**Excerpted passage:**
______________________________

17 dec 2012 kl. 22:44 skrev "Vick, Matthew" <>:

>> -----Original Message-----
>> From: Ulf samuelsson []
>> Sent: Friday, December 14, 2012 11:35 PM
>> To: Vick, Matthew
>> Cc:
>> Subject: Re: Launch Time Support
>> 15 dec 2012 kl. 01:45 skrev "Vick, Matthew" <>:
>>>> -----Original Message-----
>>>> From: [mailto:netdev-
>>>>] On Behalf Of Ulf Samuelsson
>>>> Sent: Wednesday, December 12, 2012 5:04 PM
>>>> To:
>>>> Subject: RFC: Launch Time Support
>>>> Hi, I am looking for some feedback on how to implement launchtime in
>>>> the kernel.
>>>> I.E: You define WHEN you want to send a packet, and the driver will
>>>> store the packet in a buffer and will send it out on the net when
>> the
>>>> internal timestamp counter in the network controller reaches the
>>>> specified "launch time".
>>>> Some Ethernet controllers like the new Intel i210 support "launch
>>>> time",
>>>> Support for launch time is desirable for any isochronous connection,
>>>> but I am currently interested in the NTP protocol to improve the
>>>> timing.

______________________________

**To-do list:**
**A.** Summarize the launch time email in two sentences.
**B.** Write the next few lines of the launch time email, starting right after its final sentence.

**Data provided:**
______________________________

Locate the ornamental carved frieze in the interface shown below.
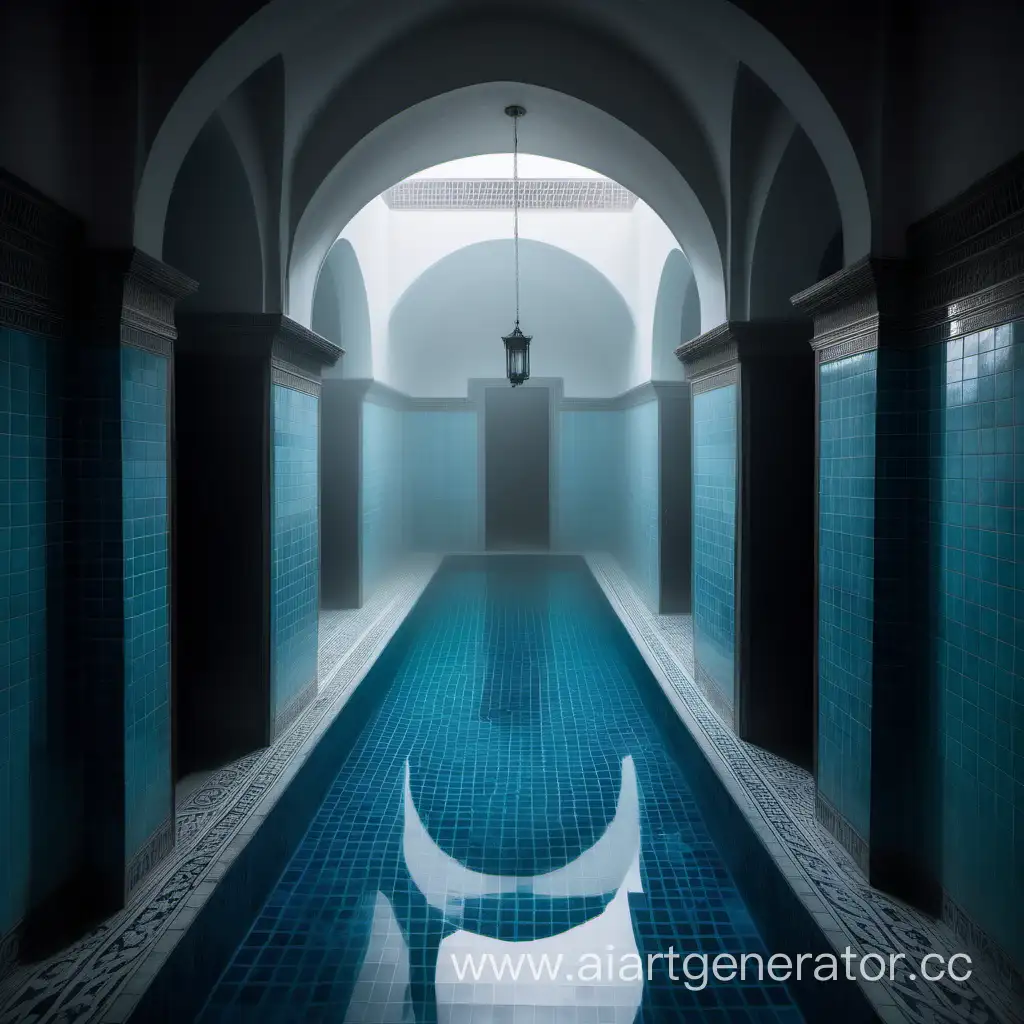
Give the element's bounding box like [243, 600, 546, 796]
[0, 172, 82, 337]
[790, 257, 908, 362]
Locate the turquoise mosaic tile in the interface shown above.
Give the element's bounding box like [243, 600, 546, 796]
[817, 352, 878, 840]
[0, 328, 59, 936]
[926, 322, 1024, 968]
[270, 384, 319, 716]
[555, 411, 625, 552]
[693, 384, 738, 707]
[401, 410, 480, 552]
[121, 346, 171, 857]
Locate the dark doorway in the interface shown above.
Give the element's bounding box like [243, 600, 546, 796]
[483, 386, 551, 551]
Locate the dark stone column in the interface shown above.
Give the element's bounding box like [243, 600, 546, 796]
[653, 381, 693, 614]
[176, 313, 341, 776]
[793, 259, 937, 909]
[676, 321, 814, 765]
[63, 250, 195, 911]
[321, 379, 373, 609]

______________________________

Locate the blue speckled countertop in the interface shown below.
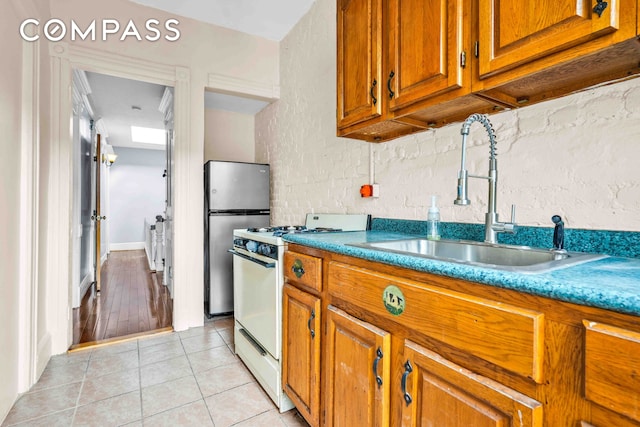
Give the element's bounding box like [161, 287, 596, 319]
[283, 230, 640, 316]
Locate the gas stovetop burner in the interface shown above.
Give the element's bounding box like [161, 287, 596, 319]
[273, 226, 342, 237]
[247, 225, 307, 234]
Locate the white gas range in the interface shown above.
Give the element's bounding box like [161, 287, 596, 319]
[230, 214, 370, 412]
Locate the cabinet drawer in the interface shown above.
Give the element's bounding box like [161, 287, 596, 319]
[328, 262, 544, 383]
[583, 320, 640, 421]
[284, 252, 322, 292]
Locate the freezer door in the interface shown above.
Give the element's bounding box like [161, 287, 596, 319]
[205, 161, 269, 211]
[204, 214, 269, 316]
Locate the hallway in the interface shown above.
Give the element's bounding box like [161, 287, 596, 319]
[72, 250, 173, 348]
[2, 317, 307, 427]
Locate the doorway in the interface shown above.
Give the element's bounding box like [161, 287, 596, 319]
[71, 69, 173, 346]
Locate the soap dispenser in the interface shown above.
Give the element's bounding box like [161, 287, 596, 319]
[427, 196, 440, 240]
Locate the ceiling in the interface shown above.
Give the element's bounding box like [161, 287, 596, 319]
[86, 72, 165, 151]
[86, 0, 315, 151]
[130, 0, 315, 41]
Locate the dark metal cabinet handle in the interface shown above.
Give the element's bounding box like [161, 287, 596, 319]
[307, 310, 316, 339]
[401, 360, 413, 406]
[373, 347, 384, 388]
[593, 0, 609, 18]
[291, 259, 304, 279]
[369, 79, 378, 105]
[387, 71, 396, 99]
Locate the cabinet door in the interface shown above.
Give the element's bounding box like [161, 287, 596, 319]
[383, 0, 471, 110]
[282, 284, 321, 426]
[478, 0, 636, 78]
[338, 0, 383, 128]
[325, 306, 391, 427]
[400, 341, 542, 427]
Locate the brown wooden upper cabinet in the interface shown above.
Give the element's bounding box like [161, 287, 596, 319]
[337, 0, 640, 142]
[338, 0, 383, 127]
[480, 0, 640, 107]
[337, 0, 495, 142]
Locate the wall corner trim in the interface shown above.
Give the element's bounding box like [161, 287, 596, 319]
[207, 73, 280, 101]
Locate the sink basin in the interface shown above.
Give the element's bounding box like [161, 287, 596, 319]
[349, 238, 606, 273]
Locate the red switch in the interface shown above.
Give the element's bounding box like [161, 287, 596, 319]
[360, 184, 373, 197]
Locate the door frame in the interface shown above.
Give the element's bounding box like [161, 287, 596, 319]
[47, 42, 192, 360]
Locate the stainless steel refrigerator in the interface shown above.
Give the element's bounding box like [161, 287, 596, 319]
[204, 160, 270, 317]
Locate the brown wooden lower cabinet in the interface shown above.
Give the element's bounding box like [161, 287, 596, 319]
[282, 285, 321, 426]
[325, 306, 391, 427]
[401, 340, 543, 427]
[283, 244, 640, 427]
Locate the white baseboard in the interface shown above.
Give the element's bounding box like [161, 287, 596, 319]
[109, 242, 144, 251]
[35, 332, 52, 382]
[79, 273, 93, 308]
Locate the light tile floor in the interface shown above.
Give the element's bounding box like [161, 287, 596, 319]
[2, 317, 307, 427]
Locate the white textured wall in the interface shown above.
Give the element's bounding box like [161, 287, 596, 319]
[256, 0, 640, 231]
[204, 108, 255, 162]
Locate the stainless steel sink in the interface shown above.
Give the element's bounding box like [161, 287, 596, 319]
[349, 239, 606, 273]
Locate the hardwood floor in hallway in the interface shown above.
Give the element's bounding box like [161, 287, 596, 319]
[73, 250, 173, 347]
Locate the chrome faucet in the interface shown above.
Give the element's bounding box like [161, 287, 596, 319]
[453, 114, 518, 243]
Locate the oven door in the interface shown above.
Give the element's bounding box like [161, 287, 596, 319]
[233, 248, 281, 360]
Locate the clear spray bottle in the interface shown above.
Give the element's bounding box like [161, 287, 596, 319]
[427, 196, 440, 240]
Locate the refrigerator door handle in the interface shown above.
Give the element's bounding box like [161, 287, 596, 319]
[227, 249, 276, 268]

______________________________

**Answer list:**
**A.** Ulf Samuelsson asks for feedback on how to implement launch time in the kernel, where the sender defines when a packet should go out and the driver holds it in a buffer until the network controller's internal timestamp counter reaches that time. Some Ethernet controllers, such as the new Intel i210, support launch time, which is desirable for any isochronous connection, and he is most interested in using it to improve timing in the NTP protocol.

**B.**
>>>> Proposed Changes to the Kernel
>>>> ===========================================================
>>>> The launchtime support will be dependent on CONFIG_NET_LAUNCHTIME If
>>>> this is not set, then the kernel functionality is not changed.
>>>> My current idea is to add a new bit to the "flags" field of
>>>> "socket.c:sendto"
>>>> #define MSG_LAUNCHTIME 0x?????
>>>> struct msghdr gets an additional launchtime field.
>>>> sendto will check if the flags parameter contains MSG_LAUNCHTIME.
>>>> If it does, then the first 64 bit longword of the packet (buff)
>>>> contains the launchtime.
>>>> The launchtime from the buffer is copied to the msghdr.launchtime
>>>> field, and the first 64 bits of the packet is then shaved off,
>> before
>>>> the address is written to the msghdr.
>>>> Each network controller supporting launchtime needs to have an
>>>> alternative call to "send packet with launchtime" . This call adds
>>>> the launchtime parameter.
>>>> If launchtime is supported the exported "ops" includes the new call.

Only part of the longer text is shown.